- [What you need to do]: Copy the material below line for line, keeping every character the same.
# Start of Extracted entries
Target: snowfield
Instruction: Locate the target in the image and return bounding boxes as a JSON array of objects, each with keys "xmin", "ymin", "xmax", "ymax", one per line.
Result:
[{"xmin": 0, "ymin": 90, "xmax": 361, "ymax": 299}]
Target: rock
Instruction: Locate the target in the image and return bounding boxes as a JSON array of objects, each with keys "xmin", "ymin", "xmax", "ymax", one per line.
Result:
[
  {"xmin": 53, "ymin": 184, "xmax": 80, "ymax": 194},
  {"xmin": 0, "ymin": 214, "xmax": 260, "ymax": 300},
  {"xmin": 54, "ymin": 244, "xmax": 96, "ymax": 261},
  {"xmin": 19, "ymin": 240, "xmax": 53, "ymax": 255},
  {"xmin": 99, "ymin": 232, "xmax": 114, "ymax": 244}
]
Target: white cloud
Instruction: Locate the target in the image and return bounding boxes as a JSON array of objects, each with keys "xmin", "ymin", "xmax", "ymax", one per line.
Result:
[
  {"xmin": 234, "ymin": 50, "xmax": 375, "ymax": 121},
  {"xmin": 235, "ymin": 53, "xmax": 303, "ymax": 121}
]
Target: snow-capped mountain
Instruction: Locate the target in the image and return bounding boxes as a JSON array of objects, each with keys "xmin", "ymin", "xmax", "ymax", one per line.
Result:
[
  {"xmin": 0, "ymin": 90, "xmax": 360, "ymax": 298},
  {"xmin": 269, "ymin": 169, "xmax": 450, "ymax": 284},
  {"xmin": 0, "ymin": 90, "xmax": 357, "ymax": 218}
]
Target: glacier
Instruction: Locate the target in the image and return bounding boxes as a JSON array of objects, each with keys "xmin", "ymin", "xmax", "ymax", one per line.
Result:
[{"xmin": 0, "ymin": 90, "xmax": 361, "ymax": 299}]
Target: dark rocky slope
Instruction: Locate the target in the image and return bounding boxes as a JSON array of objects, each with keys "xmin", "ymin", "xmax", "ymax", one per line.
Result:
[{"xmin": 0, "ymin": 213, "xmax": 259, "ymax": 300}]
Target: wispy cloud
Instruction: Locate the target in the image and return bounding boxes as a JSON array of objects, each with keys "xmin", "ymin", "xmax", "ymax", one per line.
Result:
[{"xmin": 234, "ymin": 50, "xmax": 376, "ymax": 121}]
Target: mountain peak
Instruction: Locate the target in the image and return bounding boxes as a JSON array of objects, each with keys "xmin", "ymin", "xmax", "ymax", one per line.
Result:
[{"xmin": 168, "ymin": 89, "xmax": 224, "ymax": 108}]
# End of Extracted entries
- [Final answer]:
Target: snowfield
Instruction: Locate the target in the image and return bounding boxes as a JSON array of objects, each with keys "xmin", "ymin", "xmax", "ymax", one per line.
Result:
[{"xmin": 0, "ymin": 90, "xmax": 361, "ymax": 299}]
Target: rock
Instruction: Locate the target in the image and return bounding boxes as a JSON array of objects, each with keys "xmin", "ymin", "xmax", "ymax", one per line.
Result:
[
  {"xmin": 53, "ymin": 184, "xmax": 80, "ymax": 194},
  {"xmin": 0, "ymin": 214, "xmax": 260, "ymax": 300},
  {"xmin": 54, "ymin": 244, "xmax": 96, "ymax": 261},
  {"xmin": 19, "ymin": 240, "xmax": 53, "ymax": 255},
  {"xmin": 99, "ymin": 232, "xmax": 114, "ymax": 244}
]
Target: white cloud
Instruction: Locate the target in the image and return bounding boxes as a JSON array of objects, each with keys "xmin", "ymin", "xmax", "ymax", one per line.
Result:
[
  {"xmin": 234, "ymin": 50, "xmax": 375, "ymax": 121},
  {"xmin": 235, "ymin": 53, "xmax": 303, "ymax": 121}
]
Target: snow-capped mountain
Instruction: Locate the target in the image and return bounding boxes as a JSON array of objects, each with keys "xmin", "ymin", "xmax", "ymax", one per line.
Result:
[
  {"xmin": 0, "ymin": 90, "xmax": 360, "ymax": 298},
  {"xmin": 269, "ymin": 169, "xmax": 450, "ymax": 284},
  {"xmin": 0, "ymin": 90, "xmax": 357, "ymax": 218}
]
Target: glacier
Instruction: Locate the target in the image and return bounding boxes as a JSON array of objects, each with keys "xmin", "ymin", "xmax", "ymax", one per line.
Result:
[{"xmin": 0, "ymin": 90, "xmax": 361, "ymax": 299}]
Target: dark rocky slope
Instruction: Locate the target in the image and return bounding boxes as a JSON array of objects, each with keys "xmin", "ymin", "xmax", "ymax", one per line.
Result:
[{"xmin": 0, "ymin": 213, "xmax": 259, "ymax": 300}]
Target: wispy cloud
Instruction: Locate the target in the image and return bounding boxes as a JSON array of objects, each with keys "xmin", "ymin", "xmax", "ymax", one per line.
Result:
[{"xmin": 234, "ymin": 50, "xmax": 376, "ymax": 121}]
Target: mountain peak
Instruction: Locate the target in the image and return bounding boxes as a JSON array of objects, each with keys "xmin", "ymin", "xmax", "ymax", one per line.
Result:
[{"xmin": 168, "ymin": 89, "xmax": 224, "ymax": 108}]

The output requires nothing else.